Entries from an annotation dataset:
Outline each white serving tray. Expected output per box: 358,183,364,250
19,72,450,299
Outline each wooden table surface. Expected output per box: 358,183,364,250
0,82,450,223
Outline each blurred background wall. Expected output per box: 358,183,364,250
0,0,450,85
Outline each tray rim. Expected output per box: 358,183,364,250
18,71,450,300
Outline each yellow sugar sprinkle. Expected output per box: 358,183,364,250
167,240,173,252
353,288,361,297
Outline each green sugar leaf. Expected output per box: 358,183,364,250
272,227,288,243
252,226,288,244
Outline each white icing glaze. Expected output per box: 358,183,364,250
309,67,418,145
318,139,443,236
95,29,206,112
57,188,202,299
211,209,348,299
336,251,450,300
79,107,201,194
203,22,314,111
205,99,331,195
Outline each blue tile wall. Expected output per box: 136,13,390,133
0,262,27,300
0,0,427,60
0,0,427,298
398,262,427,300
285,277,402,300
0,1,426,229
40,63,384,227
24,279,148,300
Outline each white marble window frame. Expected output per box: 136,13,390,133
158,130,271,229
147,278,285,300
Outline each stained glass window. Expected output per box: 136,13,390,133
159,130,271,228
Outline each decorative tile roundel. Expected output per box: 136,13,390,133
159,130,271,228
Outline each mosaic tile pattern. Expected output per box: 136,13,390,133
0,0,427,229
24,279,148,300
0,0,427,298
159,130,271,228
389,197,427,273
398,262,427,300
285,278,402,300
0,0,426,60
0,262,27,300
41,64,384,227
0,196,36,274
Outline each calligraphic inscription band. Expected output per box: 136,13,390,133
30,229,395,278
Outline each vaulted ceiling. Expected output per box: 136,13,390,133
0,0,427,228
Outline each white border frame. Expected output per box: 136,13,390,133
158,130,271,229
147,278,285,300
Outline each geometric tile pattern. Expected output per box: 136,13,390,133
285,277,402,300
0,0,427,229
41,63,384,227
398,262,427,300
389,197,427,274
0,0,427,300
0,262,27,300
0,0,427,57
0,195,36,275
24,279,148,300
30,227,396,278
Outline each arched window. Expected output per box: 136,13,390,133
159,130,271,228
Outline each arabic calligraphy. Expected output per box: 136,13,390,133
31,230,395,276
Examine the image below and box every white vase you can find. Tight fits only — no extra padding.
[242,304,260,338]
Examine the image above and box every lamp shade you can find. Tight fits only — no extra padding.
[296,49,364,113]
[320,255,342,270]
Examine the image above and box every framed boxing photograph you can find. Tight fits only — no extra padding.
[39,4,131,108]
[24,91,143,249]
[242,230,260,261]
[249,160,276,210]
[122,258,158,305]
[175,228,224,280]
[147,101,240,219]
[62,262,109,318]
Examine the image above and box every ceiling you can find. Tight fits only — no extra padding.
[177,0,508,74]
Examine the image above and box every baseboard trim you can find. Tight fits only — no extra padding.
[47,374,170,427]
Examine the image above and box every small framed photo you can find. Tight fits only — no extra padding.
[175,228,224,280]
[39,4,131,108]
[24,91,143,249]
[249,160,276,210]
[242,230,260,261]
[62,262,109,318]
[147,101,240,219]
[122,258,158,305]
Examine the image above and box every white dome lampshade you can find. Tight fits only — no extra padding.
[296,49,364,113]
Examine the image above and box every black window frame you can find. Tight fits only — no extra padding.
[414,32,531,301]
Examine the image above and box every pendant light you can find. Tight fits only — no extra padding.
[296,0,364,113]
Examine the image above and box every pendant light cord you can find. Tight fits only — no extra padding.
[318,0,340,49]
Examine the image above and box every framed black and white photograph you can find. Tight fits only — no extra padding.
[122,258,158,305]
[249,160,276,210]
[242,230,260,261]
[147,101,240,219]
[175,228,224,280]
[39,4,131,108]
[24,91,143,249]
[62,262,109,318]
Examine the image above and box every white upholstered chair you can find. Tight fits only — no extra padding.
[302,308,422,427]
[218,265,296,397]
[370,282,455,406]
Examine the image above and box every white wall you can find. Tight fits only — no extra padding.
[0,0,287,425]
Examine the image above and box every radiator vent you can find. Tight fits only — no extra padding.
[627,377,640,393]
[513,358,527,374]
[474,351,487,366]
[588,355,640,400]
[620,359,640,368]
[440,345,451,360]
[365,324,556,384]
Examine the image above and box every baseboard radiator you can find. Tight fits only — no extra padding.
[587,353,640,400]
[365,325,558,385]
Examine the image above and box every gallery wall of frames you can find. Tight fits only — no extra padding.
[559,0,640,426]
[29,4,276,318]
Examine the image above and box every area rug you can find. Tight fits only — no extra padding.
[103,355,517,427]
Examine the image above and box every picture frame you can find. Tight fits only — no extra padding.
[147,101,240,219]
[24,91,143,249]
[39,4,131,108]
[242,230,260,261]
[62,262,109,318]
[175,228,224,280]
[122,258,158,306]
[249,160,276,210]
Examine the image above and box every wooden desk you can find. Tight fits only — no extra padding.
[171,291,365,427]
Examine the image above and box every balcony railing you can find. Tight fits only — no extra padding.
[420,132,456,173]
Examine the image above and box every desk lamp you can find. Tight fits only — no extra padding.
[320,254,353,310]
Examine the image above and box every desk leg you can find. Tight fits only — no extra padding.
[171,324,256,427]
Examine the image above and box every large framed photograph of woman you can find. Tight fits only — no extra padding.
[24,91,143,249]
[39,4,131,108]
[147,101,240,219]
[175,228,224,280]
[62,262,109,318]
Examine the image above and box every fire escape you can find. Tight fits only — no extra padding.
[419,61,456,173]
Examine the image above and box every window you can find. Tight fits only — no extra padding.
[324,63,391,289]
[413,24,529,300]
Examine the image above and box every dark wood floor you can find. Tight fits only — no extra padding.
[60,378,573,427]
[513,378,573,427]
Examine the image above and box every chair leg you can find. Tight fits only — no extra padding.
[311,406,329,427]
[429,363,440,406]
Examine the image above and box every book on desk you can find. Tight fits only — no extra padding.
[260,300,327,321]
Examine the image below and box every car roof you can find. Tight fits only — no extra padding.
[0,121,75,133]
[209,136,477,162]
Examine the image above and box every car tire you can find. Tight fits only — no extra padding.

▶ **Given problem**: Rewrite the entries above with each instance of "Expected output per box" changed to "Sample output per box". Leave everything else as it is.

▶ **Right answer**:
Outline each white serving tray. Sample output per box: 358,183,364,250
19,72,450,299
Outline each wooden table surface. Sample output per box: 358,183,364,250
0,82,450,223
Outline each blurred background wall. Sample output per box: 358,183,364,250
0,0,450,85
Outline each tray rim. Sample output per box: 358,183,364,250
18,71,450,300
Outline each yellow sugar sprinkle. Sample output per box: 358,183,364,250
167,240,173,252
353,288,361,297
Outline each green sugar leaf. Sample output per box: 358,183,364,250
272,227,288,243
252,226,288,244
Outline each white icing glaze. Sample output per box: 358,183,364,250
309,67,418,145
318,139,443,236
95,29,206,112
57,188,202,299
211,209,348,299
336,251,450,300
79,107,201,194
203,22,314,111
205,99,331,195
Outline each blue tile wall. Sample output per box: 136,13,390,133
0,262,27,300
0,0,427,60
0,0,427,298
398,262,427,300
285,277,402,300
0,1,426,229
40,63,384,227
24,279,148,300
Outline each white marble window frame. Sample output per box: 136,13,390,133
158,130,271,229
147,278,285,300
Outline each stained glass window. Sample output per box: 136,13,390,133
159,130,271,228
Outline each decorative tile roundel. Sample output per box: 136,13,390,133
159,130,271,228
Outline each mosaic tile pattern. Sample output per box: 136,13,390,133
0,0,427,229
24,279,148,300
0,0,427,298
159,130,271,228
389,197,427,273
398,262,427,300
285,278,402,300
0,0,426,60
0,262,27,300
41,64,384,227
0,196,36,274
Outline each calligraphic inscription band. Sample output per box: 136,13,390,133
30,229,395,278
Outline each vaulted ceiling. Sample output per box: 136,13,390,133
0,0,427,228
Outline each white border frame. Sample output per box: 136,13,390,133
158,130,271,229
147,278,285,300
Outline each geometric tile pattern. Sample output per box: 136,13,390,133
285,277,402,300
0,0,427,229
41,63,384,227
398,262,427,300
389,197,427,274
0,0,427,300
0,262,27,300
0,0,427,57
0,195,36,275
24,279,148,300
30,227,396,278
Outline each arched window. Sample output per box: 136,13,390,133
159,130,271,228
Outline each arabic calligraphy. Sample output per box: 136,13,390,133
31,230,395,276
Examine the image below and box every white vase you can find. Tight fits only — no extra padding.
[242,304,260,338]
Examine the image above and box every lamp shade you can find. Tight fits only — no extra padding.
[296,49,364,113]
[320,255,342,270]
Examine the image above and box every framed boxing photograph you can find. Tight fits only — no extra padding.
[39,4,131,108]
[24,91,143,249]
[242,230,260,261]
[249,160,276,210]
[122,258,158,305]
[175,228,224,280]
[147,101,240,219]
[62,262,109,318]
Examine the image above and box every ceiling you can find. Tight fits only — no extra padding.
[177,0,508,74]
Examine the image above and box every baseboard trim you can find. Tight fits only — no extra padding.
[47,374,170,427]
Examine the image above and box every small framed photo you can find. Tight fits only — no extra padding.
[175,228,224,280]
[39,4,131,108]
[24,91,143,249]
[249,160,276,210]
[242,230,260,261]
[62,262,109,318]
[147,101,240,219]
[122,258,158,305]
Examine the image above and box every white dome lampshade you can find. Tight fits only — no extra padding.
[296,49,364,113]
Examine the image above and box every black window frame you can find. Tight fits only — no extra padding.
[414,32,531,301]
Examine the image above and box every pendant light you can find. Tight fits only — no extra padding.
[296,0,364,113]
Examine the image above and box every pendant light cord you can find. Tight fits only — no extra padding.
[318,0,340,49]
Examine the image above and box every framed black and white photograph you can find. Tight fits only — no extra padding.
[122,258,158,305]
[249,160,276,210]
[242,230,260,261]
[147,101,240,219]
[175,228,224,280]
[39,4,131,108]
[24,91,143,249]
[62,262,109,318]
Examine the image above and box every white upholstered chair you can find. Tight fits only — no extra padding.
[302,308,422,427]
[218,265,296,397]
[370,282,455,406]
Examine the image above and box every white wall you can find. Tight fits only — no extra padding.
[0,0,287,425]
Examine the image above and box every radiator vent you can find. Tight fits only — no extra padding.
[627,377,640,393]
[513,358,527,374]
[474,351,487,366]
[588,355,640,400]
[620,359,640,368]
[440,345,451,360]
[365,324,556,384]
Examine the image above and box every baseboard radiator you can find. Tight fits only — no extra padding.
[587,353,640,400]
[365,325,558,385]
Examine the image above and box every gallery wall of frames you can find. Tight fits only — no extra padding.
[559,0,640,426]
[29,4,276,318]
Examine the image above and box every area rug you can find. Tight fits only — no extra padding.
[103,355,517,427]
Examine the image above and box every picture frame you can find. Tight fits only — no extra padding.
[147,101,240,219]
[24,91,143,249]
[39,4,131,108]
[242,230,260,261]
[62,262,109,318]
[175,228,224,280]
[122,258,158,306]
[249,160,276,210]
Examine the image above and box every wooden desk you can find. Tight fits only — no extra padding.
[171,291,365,427]
Examine the image above and box every balcony railing you can find. Tight fits only — no extra padding.
[420,132,456,173]
Examine the image above and box every desk lamp you can find. Tight fits only — no extra padding.
[320,254,353,310]
Examine the image above and box every desk leg you can find. Tight fits only — no extra padding.
[171,324,256,427]
Examine the image above and box every large framed photograph of woman you can find. Tight fits only — no extra padding.
[24,91,143,249]
[39,4,131,108]
[147,101,240,219]
[175,228,224,280]
[62,262,109,318]
Examine the image above and box every fire escape you can find. Tight fits only — no extra padding.
[419,61,456,173]
Examine the image above and box every window you can find. Tight fits only — no extra padding.
[324,63,391,289]
[413,24,529,300]
Examine the image above and box every dark wood floor you can find. Tight fits only — no extra padding.
[60,378,573,427]
[513,378,573,427]
Examine the image above and box every chair leg you can find. Tight fits only — no extra padding.
[311,406,329,427]
[429,363,440,406]
Examine the image above and box every book on desk you can find. Tight fits only — no extra padding.
[260,300,327,321]
Examine the image below and box every car roof you can find. Tight fits only — no extra padding.
[0,121,75,133]
[209,136,477,162]
Examine the image above and box every car tire you can find. Tight fits only — no extra padding.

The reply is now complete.